◆ **Written exercise**
Write out exactly the lines from the one containing "the beetle hind" through the last line of the records below, both included, and leave out any pictures.
━━━━━ Exercise input ━━━━━
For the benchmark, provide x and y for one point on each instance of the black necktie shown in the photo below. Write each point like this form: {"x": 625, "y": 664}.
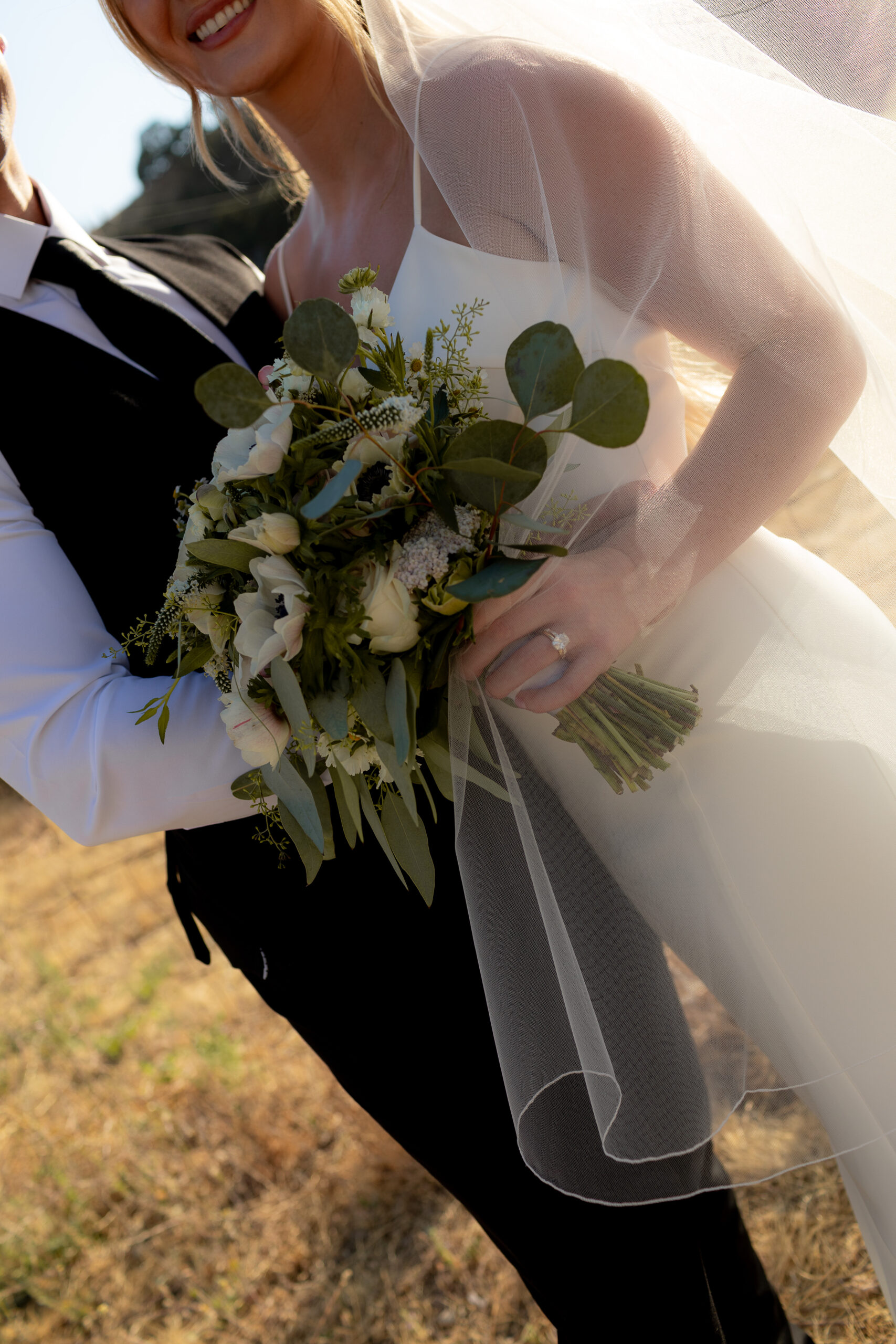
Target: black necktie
{"x": 143, "y": 328}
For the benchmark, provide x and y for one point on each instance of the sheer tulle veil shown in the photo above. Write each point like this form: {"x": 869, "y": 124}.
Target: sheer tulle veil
{"x": 612, "y": 1098}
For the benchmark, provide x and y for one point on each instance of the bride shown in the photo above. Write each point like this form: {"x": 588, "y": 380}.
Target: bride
{"x": 632, "y": 171}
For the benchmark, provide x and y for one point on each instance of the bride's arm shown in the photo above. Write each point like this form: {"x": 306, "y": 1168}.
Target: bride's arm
{"x": 672, "y": 237}
{"x": 68, "y": 737}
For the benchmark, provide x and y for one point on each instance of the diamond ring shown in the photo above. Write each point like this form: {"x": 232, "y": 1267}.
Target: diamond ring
{"x": 559, "y": 642}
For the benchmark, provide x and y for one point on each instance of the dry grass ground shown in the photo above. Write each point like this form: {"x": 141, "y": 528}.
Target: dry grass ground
{"x": 176, "y": 1166}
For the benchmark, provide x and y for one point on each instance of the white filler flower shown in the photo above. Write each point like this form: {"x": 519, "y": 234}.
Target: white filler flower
{"x": 371, "y": 312}
{"x": 392, "y": 616}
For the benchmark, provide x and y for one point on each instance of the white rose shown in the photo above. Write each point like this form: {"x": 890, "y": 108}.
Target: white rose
{"x": 272, "y": 620}
{"x": 273, "y": 533}
{"x": 392, "y": 616}
{"x": 260, "y": 734}
{"x": 375, "y": 448}
{"x": 257, "y": 450}
{"x": 371, "y": 312}
{"x": 355, "y": 385}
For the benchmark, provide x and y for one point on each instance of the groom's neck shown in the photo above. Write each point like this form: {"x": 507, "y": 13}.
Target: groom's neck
{"x": 18, "y": 195}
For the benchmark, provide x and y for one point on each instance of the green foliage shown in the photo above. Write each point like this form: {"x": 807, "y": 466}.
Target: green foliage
{"x": 410, "y": 846}
{"x": 542, "y": 368}
{"x": 229, "y": 555}
{"x": 321, "y": 338}
{"x": 498, "y": 580}
{"x": 512, "y": 455}
{"x": 610, "y": 404}
{"x": 231, "y": 395}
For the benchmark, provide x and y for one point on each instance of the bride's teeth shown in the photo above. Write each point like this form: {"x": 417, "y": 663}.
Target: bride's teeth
{"x": 224, "y": 17}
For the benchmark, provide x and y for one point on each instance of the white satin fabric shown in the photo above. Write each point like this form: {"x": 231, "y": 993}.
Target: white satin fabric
{"x": 766, "y": 857}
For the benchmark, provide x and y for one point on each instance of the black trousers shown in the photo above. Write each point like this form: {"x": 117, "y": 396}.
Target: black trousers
{"x": 388, "y": 995}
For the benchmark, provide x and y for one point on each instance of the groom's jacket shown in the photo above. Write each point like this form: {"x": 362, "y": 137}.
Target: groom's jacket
{"x": 99, "y": 445}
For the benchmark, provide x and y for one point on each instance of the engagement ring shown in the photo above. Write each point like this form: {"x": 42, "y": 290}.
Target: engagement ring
{"x": 559, "y": 642}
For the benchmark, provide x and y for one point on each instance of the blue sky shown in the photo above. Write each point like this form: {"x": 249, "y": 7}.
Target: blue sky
{"x": 82, "y": 102}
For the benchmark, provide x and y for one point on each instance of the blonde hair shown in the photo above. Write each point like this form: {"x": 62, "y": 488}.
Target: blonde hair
{"x": 242, "y": 124}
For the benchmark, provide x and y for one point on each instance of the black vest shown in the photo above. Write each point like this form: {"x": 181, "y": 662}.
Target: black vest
{"x": 101, "y": 466}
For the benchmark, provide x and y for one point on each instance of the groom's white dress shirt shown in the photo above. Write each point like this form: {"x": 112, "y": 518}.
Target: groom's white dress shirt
{"x": 68, "y": 740}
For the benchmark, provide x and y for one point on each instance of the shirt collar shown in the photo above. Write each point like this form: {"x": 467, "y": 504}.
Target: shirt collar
{"x": 20, "y": 241}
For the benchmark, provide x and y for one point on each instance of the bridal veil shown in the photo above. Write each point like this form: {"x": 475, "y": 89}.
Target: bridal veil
{"x": 775, "y": 155}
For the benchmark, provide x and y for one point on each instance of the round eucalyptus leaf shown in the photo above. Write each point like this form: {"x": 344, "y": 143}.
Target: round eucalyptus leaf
{"x": 542, "y": 366}
{"x": 231, "y": 395}
{"x": 512, "y": 445}
{"x": 321, "y": 338}
{"x": 610, "y": 404}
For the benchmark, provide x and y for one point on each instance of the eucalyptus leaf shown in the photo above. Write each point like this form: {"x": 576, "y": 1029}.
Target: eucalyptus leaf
{"x": 410, "y": 846}
{"x": 335, "y": 490}
{"x": 496, "y": 469}
{"x": 289, "y": 694}
{"x": 498, "y": 580}
{"x": 231, "y": 395}
{"x": 610, "y": 404}
{"x": 229, "y": 555}
{"x": 370, "y": 704}
{"x": 321, "y": 803}
{"x": 397, "y": 710}
{"x": 376, "y": 827}
{"x": 345, "y": 790}
{"x": 293, "y": 792}
{"x": 331, "y": 711}
{"x": 249, "y": 786}
{"x": 196, "y": 659}
{"x": 542, "y": 368}
{"x": 501, "y": 441}
{"x": 400, "y": 773}
{"x": 321, "y": 338}
{"x": 532, "y": 523}
{"x": 541, "y": 546}
{"x": 309, "y": 854}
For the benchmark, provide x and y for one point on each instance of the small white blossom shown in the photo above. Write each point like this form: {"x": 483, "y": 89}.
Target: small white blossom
{"x": 392, "y": 615}
{"x": 257, "y": 450}
{"x": 273, "y": 533}
{"x": 429, "y": 546}
{"x": 371, "y": 312}
{"x": 260, "y": 734}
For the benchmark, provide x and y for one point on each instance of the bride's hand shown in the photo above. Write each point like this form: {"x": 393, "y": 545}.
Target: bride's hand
{"x": 587, "y": 597}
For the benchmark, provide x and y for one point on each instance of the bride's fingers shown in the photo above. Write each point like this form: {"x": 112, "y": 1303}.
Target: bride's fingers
{"x": 513, "y": 625}
{"x": 578, "y": 678}
{"x": 535, "y": 655}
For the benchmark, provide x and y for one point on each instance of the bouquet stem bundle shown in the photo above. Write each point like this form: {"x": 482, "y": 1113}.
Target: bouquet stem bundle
{"x": 625, "y": 723}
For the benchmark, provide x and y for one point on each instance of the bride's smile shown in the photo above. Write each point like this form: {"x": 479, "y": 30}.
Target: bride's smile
{"x": 222, "y": 25}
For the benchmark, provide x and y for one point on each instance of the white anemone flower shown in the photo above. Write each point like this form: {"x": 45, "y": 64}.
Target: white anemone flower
{"x": 371, "y": 312}
{"x": 254, "y": 729}
{"x": 273, "y": 533}
{"x": 257, "y": 450}
{"x": 272, "y": 618}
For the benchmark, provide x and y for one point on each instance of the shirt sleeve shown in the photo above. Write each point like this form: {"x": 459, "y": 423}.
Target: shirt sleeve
{"x": 69, "y": 740}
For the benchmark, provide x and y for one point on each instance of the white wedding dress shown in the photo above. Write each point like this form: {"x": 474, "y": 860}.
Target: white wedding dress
{"x": 766, "y": 855}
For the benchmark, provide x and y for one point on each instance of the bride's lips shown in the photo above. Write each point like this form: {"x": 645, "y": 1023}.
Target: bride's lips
{"x": 227, "y": 19}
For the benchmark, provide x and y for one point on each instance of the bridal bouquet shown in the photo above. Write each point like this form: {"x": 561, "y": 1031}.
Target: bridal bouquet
{"x": 330, "y": 566}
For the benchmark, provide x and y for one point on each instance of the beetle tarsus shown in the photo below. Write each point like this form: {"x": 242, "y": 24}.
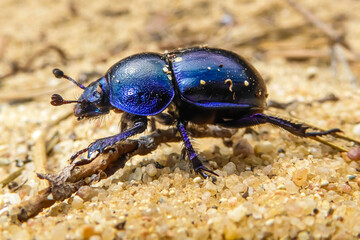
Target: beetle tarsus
{"x": 198, "y": 166}
{"x": 322, "y": 133}
{"x": 202, "y": 169}
{"x": 77, "y": 154}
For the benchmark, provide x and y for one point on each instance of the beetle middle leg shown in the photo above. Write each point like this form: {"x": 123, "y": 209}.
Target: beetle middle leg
{"x": 198, "y": 166}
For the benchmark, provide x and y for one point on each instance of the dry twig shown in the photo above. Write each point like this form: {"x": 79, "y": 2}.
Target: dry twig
{"x": 71, "y": 178}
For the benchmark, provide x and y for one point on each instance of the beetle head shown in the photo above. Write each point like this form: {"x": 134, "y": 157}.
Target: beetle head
{"x": 94, "y": 101}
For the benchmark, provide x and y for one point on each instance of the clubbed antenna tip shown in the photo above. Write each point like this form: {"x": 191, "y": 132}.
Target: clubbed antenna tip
{"x": 60, "y": 74}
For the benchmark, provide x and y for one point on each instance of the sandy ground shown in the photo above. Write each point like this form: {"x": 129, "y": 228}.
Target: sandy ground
{"x": 286, "y": 187}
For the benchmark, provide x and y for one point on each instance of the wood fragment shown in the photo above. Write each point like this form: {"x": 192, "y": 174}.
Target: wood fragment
{"x": 70, "y": 179}
{"x": 11, "y": 177}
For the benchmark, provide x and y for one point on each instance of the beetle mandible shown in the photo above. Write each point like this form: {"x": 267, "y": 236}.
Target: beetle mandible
{"x": 200, "y": 85}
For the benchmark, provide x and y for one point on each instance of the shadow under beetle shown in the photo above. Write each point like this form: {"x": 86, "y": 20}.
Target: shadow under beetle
{"x": 199, "y": 85}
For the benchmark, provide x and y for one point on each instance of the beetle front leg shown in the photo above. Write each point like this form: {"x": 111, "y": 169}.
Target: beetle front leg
{"x": 198, "y": 166}
{"x": 136, "y": 124}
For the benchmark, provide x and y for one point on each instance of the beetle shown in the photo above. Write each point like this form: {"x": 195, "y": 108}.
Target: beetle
{"x": 200, "y": 85}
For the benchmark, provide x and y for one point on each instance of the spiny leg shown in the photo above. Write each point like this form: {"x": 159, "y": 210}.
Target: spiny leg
{"x": 198, "y": 166}
{"x": 135, "y": 125}
{"x": 298, "y": 129}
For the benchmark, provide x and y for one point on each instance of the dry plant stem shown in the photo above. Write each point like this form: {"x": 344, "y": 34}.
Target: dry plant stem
{"x": 71, "y": 178}
{"x": 11, "y": 177}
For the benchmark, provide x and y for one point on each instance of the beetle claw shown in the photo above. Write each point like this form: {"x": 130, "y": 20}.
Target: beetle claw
{"x": 202, "y": 169}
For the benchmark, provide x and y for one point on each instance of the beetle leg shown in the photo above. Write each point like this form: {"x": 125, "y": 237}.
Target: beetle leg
{"x": 197, "y": 164}
{"x": 139, "y": 124}
{"x": 165, "y": 119}
{"x": 298, "y": 129}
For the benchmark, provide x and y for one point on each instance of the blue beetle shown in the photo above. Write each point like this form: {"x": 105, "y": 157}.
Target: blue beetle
{"x": 200, "y": 85}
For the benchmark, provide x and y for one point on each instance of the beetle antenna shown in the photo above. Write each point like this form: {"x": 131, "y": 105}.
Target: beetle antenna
{"x": 57, "y": 100}
{"x": 60, "y": 74}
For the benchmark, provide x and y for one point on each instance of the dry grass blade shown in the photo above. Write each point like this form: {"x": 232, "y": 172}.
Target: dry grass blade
{"x": 70, "y": 179}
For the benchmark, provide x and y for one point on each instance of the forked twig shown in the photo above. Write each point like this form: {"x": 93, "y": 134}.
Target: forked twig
{"x": 71, "y": 178}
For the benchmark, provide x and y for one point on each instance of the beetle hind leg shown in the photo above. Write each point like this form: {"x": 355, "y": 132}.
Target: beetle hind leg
{"x": 198, "y": 166}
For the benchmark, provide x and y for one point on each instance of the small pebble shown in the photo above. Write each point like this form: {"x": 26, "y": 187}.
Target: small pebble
{"x": 345, "y": 188}
{"x": 88, "y": 231}
{"x": 356, "y": 129}
{"x": 300, "y": 176}
{"x": 77, "y": 202}
{"x": 151, "y": 170}
{"x": 354, "y": 154}
{"x": 238, "y": 213}
{"x": 87, "y": 193}
{"x": 242, "y": 148}
{"x": 263, "y": 147}
{"x": 197, "y": 180}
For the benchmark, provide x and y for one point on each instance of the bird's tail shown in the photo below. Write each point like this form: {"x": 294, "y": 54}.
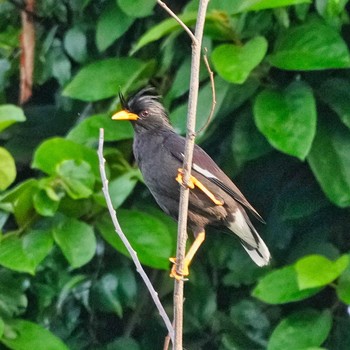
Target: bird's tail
{"x": 250, "y": 239}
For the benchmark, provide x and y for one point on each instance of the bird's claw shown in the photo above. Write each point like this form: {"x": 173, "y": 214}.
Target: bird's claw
{"x": 177, "y": 275}
{"x": 192, "y": 182}
{"x": 179, "y": 178}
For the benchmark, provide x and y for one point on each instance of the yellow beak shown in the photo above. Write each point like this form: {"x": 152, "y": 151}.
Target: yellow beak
{"x": 125, "y": 115}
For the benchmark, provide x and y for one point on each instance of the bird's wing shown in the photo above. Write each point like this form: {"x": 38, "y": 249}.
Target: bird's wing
{"x": 204, "y": 165}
━━━━━
◆ **Solution**
For the benchmark, provide x and y for one point on each instance of the beetle hind leg shown in the photo above. Write each point like this form: {"x": 355, "y": 132}.
Target: beetle hind leg
{"x": 198, "y": 166}
For the benchmark, provide x and y for one point on each instance of the small pebble shown in the photo above. Write each point like this form: {"x": 26, "y": 187}.
Target: small pebble
{"x": 345, "y": 188}
{"x": 88, "y": 231}
{"x": 356, "y": 129}
{"x": 300, "y": 176}
{"x": 77, "y": 202}
{"x": 151, "y": 170}
{"x": 354, "y": 154}
{"x": 238, "y": 213}
{"x": 87, "y": 193}
{"x": 242, "y": 148}
{"x": 263, "y": 147}
{"x": 197, "y": 180}
For the benchmark, provide x and y for one point on each instance of the bird's tail shown in the photo below. Write each point like this form: {"x": 294, "y": 54}.
Target: bird's tail
{"x": 250, "y": 239}
For the benchmark, provide x and y for one point on each instance of the bird's claw shown in the photo above. Write each point like this form: {"x": 173, "y": 214}.
Target: bird's claw
{"x": 177, "y": 275}
{"x": 192, "y": 182}
{"x": 179, "y": 178}
For the benchmark, provide x and y for one point on each instance of the yellow beak shown in the photo above. Write each point like this form: {"x": 152, "y": 151}.
Target: yellow beak
{"x": 125, "y": 115}
For the benchmark, provide x and y for one point on each instance of the bird's wing shown in the photo above. Write each point like this form: {"x": 38, "y": 249}.
Target: bird's wing
{"x": 204, "y": 165}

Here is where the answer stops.